- **Passage**

You are here
The news came out Thursday that USA Rugby has signed Crispin Cider to a three-year sponsorship deal.
The sponsorship deal is an interesting one in that it’s a sponsorship of American rugby, rather than a specific national team. Crispin will lend its name to various domestic awards, for example.
It’s good news for USA Rugby, which has an expensive year ahead. Both 7s teams will play in a World Series circuit and the 7s World Cup. The USA Men’s 15s team now has the Pacific Nations Cup along with the World Cup Qualifiers. The U20 men play in the Junior World Championships.
All of this costs money. While the IRB is footing a large part of the bill for the Pacific Nations, and the World Cup Qualifiers, USA Rugby still has to outfit and pay the players, and USA Rugby CEO Nigel Melville said he is hoping to increase the amount paid to national team players.
“Per diems are our responsibility,” Melville said. “The IRB is helping with funding, but we have to look for more revenue opportunities. We have our foundation, which has secured grants. We are getting a lot of directed donations. But we continue to look for sponsors. The All Americans have AIG. We have the US Olympic Committee helping fund the 7s programs. But the fact is, if we had twice as much money, we’d spend it.”
Much of any added expenditure would go toward paying players.
US Olympic 7s players get a stipend in the low $20,000 range, funded by the US Olympic Committee and USA RugbySome of those players have families, and USA Rugby and the USOC work to try to help those families make ends meet, perhaps by finding donation or low-cost options for needed items.

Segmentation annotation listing
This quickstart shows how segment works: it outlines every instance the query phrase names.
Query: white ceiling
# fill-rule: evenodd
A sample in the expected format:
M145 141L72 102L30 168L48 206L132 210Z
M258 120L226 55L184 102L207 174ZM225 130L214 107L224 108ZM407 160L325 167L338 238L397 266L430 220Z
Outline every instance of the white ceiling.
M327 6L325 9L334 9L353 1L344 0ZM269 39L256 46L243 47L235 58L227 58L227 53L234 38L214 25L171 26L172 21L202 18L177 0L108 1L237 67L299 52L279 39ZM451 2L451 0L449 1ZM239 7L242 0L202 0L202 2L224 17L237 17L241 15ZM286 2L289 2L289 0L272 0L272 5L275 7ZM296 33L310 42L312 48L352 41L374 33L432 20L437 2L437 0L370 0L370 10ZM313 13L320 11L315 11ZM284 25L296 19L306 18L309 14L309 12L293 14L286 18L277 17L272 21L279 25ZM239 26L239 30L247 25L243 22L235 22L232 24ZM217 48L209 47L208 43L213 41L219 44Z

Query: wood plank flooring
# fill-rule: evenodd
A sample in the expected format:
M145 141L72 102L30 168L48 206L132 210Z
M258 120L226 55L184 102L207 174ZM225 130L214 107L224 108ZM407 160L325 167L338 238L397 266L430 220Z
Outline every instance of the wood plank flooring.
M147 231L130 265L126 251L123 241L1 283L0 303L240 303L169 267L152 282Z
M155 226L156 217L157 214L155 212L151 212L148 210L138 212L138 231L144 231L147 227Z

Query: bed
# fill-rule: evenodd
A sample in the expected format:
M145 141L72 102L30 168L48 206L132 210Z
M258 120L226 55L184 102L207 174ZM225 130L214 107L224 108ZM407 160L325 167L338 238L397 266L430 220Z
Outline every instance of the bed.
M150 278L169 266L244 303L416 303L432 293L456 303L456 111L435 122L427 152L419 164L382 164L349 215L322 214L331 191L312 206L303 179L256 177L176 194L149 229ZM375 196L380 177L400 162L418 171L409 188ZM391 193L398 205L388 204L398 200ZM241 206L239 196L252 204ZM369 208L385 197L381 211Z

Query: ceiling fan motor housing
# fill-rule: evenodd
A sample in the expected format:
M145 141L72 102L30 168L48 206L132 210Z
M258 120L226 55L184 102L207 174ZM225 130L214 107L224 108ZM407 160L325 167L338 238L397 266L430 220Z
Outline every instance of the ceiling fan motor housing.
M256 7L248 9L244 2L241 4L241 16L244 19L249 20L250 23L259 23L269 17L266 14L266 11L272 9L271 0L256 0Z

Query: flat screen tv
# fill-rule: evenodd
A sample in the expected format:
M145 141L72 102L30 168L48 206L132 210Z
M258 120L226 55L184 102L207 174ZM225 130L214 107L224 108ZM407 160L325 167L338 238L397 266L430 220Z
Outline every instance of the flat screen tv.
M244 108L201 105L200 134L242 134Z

- **Required tasks**
1. For each statement, (a) through (c), decide whether the article on USA Rugby's sponsorship deal supports it, answering yes or no and quoting the words that decide it: (a) The Crispin Cider deal with USA Rugby runs for three years. (b) The IRB pays the per diems for national team players. (c) The All Americans have AIG as a sponsor.
2. Swap "white ceiling" for "gray ceiling" in the listing lines starting at the first line of the listing and ending at the line with "Outline every instance of the white ceiling.", and write out only those lines, unchanged otherwise.
The listing has no connection to the text on USA Rugby's sponsorship deal.

- **Results for the exercise**
1.
(a) Yes: "signed Crispin Cider to a three-year sponsorship deal"
(b) No: "Per diems are our responsibility,"
(c) Yes: "The All Americans have AIG."

2.
This quickstart shows how segment works: it outlines every instance the query phrase names.
Query: gray ceiling
# fill-rule: evenodd
A sample in the expected format:
M145 141L72 102L30 168L48 206L132 210Z
M258 120L226 55L184 102L207 174ZM225 130L214 107L224 108ZM407 160L325 167L338 238L397 266L430 220Z
Outline every instance of the gray ceiling.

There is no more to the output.